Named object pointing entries
________

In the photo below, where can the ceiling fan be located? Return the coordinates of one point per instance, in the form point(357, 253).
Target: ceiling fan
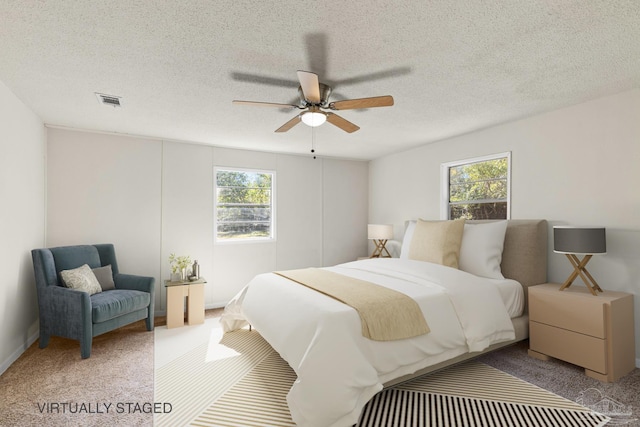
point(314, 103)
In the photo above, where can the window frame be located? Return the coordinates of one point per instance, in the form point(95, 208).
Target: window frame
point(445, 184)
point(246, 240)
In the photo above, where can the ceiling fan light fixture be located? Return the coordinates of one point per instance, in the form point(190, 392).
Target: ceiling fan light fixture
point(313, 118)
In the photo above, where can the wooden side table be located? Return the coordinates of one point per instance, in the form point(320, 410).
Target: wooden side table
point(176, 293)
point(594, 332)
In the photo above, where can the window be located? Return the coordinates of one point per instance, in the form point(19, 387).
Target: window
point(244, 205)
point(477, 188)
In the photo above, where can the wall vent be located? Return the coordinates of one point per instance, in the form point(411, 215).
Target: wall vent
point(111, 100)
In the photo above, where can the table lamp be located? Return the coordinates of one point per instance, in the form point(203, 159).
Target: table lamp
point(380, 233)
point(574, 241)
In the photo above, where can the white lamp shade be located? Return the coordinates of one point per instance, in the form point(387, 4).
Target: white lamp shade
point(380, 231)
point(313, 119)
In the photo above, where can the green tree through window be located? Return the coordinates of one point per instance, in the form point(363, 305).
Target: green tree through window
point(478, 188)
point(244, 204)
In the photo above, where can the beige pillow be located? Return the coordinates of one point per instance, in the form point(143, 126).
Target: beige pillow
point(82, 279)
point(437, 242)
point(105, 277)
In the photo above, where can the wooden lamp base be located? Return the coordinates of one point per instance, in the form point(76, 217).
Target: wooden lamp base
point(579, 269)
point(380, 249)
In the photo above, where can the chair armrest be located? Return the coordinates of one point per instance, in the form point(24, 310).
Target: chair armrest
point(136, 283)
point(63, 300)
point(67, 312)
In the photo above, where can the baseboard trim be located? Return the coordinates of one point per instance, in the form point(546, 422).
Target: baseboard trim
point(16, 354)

________

- _Description of the task_: Rescale the lines from the one containing "In the photo above, where can the green" through the end of the rows, requests included. Multiply each answer point's coordinates by 0.85 and round to whole numbers, rounding halves up, while leaving every number in the requests and their sample points unchanged, and return only those lines.

- _Exercise result_:
In the photo above, where can the green tree through window be located? Return the coordinates of one point per instance, in the form point(363, 305).
Target: green tree through window
point(406, 160)
point(207, 173)
In the photo above, where can the beige pillow be located? Return the coordinates of one point per instance, in the form point(143, 126).
Target: beige pillow
point(70, 237)
point(371, 206)
point(89, 235)
In the photo above, where can the wooden lamp base be located? Return the coordinates of one point per instance, in the form point(76, 217).
Target: wooden lamp base
point(492, 229)
point(323, 212)
In the photo above, where can the chair armrest be located? Return the coordinates of one point per instance, in the form point(24, 310).
Target: chair armrest
point(116, 241)
point(54, 255)
point(57, 265)
In the photo above, where can the baseboard trim be located? Return the coordinates of one point per instance, in the form point(546, 422).
Target: baseboard trim
point(14, 301)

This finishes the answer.